Point annotation data:

╔══

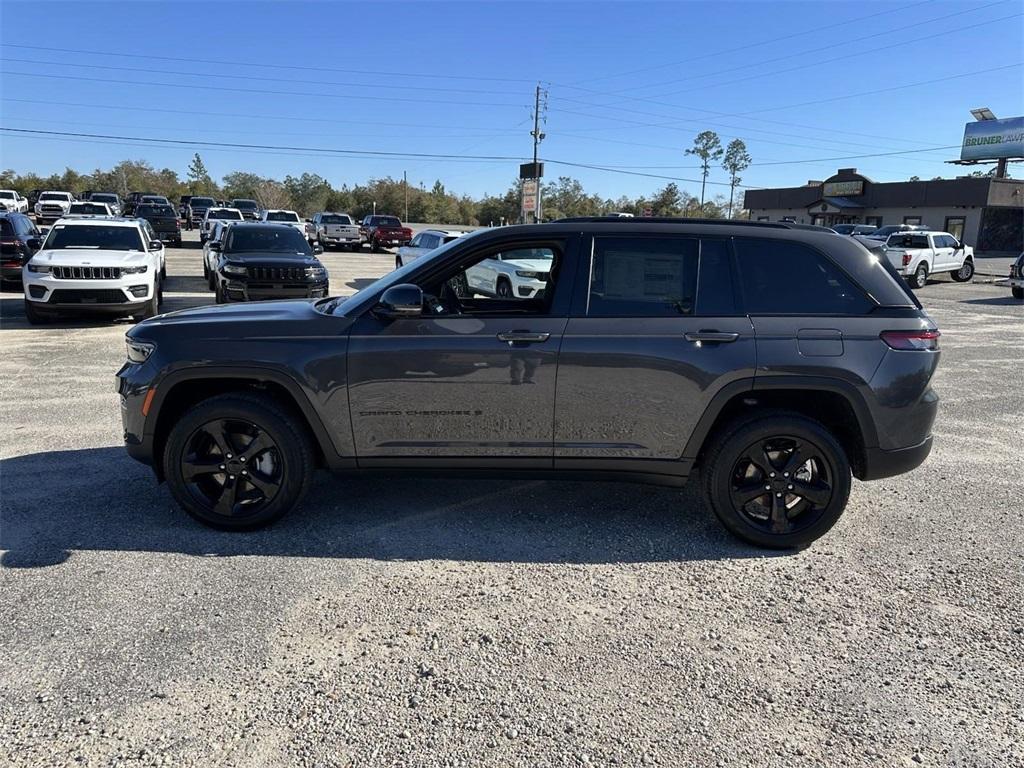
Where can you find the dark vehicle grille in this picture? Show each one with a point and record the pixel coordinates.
(87, 272)
(68, 296)
(278, 273)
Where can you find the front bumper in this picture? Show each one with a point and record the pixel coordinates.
(123, 295)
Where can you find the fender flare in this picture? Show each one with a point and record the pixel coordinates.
(768, 383)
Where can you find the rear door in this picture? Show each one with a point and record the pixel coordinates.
(655, 332)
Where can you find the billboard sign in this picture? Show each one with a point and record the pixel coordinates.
(993, 139)
(843, 188)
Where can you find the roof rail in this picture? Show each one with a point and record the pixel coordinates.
(673, 220)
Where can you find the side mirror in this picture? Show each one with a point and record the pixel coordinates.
(404, 300)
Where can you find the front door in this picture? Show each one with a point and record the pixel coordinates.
(654, 333)
(473, 377)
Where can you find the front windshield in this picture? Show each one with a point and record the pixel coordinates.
(266, 239)
(394, 278)
(94, 238)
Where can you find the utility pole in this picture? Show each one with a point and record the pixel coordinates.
(538, 138)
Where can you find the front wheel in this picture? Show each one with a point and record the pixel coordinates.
(965, 272)
(238, 462)
(920, 278)
(779, 481)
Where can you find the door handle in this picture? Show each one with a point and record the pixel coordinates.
(712, 337)
(522, 336)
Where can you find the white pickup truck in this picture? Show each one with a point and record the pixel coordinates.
(918, 255)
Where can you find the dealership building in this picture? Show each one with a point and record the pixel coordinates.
(986, 213)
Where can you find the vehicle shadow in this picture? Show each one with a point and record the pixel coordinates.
(98, 499)
(1007, 300)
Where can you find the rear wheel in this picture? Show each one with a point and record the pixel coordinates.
(238, 462)
(920, 276)
(965, 272)
(779, 481)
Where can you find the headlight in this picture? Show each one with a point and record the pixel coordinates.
(139, 351)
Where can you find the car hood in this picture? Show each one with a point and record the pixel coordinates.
(89, 257)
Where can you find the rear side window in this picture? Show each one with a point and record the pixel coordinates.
(781, 278)
(643, 276)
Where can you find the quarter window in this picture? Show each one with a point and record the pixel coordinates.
(782, 278)
(643, 276)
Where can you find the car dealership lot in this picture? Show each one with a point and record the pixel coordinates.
(395, 621)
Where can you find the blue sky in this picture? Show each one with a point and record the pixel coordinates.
(629, 85)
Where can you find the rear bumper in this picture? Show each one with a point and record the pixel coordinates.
(880, 463)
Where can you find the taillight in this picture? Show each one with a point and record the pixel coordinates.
(911, 339)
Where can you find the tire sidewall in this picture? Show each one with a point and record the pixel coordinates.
(293, 451)
(718, 477)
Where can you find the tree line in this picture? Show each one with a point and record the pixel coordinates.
(309, 193)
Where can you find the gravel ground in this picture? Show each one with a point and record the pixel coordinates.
(393, 622)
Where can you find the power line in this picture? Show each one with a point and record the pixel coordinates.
(238, 145)
(221, 62)
(259, 78)
(846, 42)
(303, 119)
(264, 91)
(748, 46)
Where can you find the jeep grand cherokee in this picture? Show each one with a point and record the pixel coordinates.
(778, 359)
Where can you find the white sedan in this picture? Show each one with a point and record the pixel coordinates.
(424, 243)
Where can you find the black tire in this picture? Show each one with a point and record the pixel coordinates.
(35, 316)
(965, 273)
(266, 435)
(150, 308)
(920, 276)
(775, 514)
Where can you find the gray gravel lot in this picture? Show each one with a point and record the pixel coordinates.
(396, 622)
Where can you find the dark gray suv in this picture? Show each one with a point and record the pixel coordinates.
(778, 359)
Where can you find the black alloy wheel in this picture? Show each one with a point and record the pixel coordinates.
(776, 479)
(231, 467)
(781, 484)
(239, 461)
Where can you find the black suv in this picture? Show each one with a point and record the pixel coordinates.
(266, 261)
(778, 359)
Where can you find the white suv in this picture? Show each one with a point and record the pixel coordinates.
(13, 202)
(521, 273)
(52, 205)
(920, 254)
(107, 265)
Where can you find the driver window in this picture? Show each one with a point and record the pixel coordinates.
(519, 280)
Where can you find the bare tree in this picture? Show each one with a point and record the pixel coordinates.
(736, 161)
(708, 146)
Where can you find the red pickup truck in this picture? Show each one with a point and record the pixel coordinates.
(382, 231)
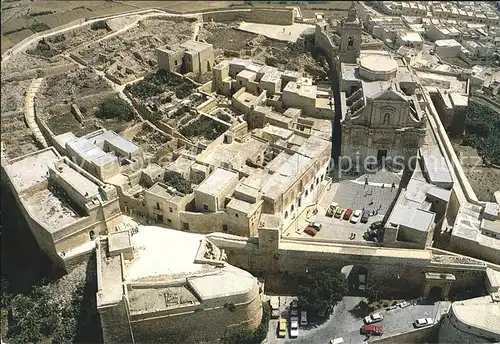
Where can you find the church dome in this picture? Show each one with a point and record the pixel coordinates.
(377, 67)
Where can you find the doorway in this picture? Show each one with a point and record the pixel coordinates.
(381, 155)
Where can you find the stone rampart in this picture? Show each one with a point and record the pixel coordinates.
(275, 16)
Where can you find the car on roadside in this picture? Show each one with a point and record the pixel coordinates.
(423, 322)
(356, 216)
(339, 340)
(373, 318)
(372, 329)
(294, 327)
(294, 308)
(365, 216)
(310, 231)
(347, 214)
(274, 302)
(331, 209)
(338, 212)
(316, 225)
(282, 328)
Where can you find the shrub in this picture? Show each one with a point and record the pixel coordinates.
(115, 108)
(98, 25)
(39, 27)
(176, 181)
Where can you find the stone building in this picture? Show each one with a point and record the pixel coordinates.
(189, 57)
(472, 321)
(168, 286)
(65, 207)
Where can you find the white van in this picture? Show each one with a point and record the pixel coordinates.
(303, 318)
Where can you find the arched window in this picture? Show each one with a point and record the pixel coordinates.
(387, 118)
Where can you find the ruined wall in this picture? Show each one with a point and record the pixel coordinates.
(208, 324)
(256, 15)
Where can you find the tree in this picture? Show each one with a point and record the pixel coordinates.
(322, 289)
(115, 108)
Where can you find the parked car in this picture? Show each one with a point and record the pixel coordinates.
(303, 318)
(321, 312)
(356, 216)
(338, 212)
(310, 231)
(373, 318)
(282, 328)
(365, 216)
(331, 209)
(315, 225)
(294, 327)
(294, 308)
(347, 214)
(372, 329)
(423, 322)
(274, 302)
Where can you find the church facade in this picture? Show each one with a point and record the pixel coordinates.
(381, 118)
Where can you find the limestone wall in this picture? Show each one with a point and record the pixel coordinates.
(421, 335)
(206, 324)
(273, 16)
(202, 222)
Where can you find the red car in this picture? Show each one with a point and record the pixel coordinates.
(347, 214)
(310, 231)
(372, 329)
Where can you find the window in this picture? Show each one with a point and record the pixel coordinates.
(387, 118)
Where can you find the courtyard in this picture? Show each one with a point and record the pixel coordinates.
(373, 192)
(346, 323)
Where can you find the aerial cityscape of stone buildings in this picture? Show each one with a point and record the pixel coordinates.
(179, 237)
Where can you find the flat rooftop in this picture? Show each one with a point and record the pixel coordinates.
(162, 252)
(81, 184)
(216, 181)
(50, 211)
(235, 153)
(29, 170)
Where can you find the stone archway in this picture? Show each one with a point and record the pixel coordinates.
(357, 277)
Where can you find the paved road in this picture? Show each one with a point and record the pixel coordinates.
(343, 323)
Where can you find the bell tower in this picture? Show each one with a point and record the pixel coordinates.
(350, 33)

╚══

### INSTRUCTIONS FOR THE TASK
Convert the lines of the records into a JSON list of strings, one string per line with blank lines omitted, starting at the line that contains "Where can you find the courtyard" and ending at the last line of the records.

### EXERCISE RESPONSE
[
  "Where can you find the courtyard in this picture? Show each one with a point and record the pixel coordinates.",
  "(373, 192)",
  "(346, 323)",
  "Where can you find the aerial cityscape of stone buildings in this picture? Show each one with a point and record the pixel coordinates.",
  "(179, 237)",
  "Where can you find the flat rooftop in this picture? Show each one with a point and record the pixel coordinates.",
  "(162, 252)",
  "(81, 184)",
  "(216, 181)",
  "(50, 211)",
  "(235, 153)",
  "(29, 170)",
  "Where can you find the stone archway in this picture? Show each one with a point and record the pixel coordinates.",
  "(357, 277)",
  "Where can you find the paved road in this picture? Show each one with a point and record the pixel coordinates.",
  "(343, 323)",
  "Where can you find the bell tower in this picture? Show each one with a point and record the pixel coordinates.",
  "(350, 33)"
]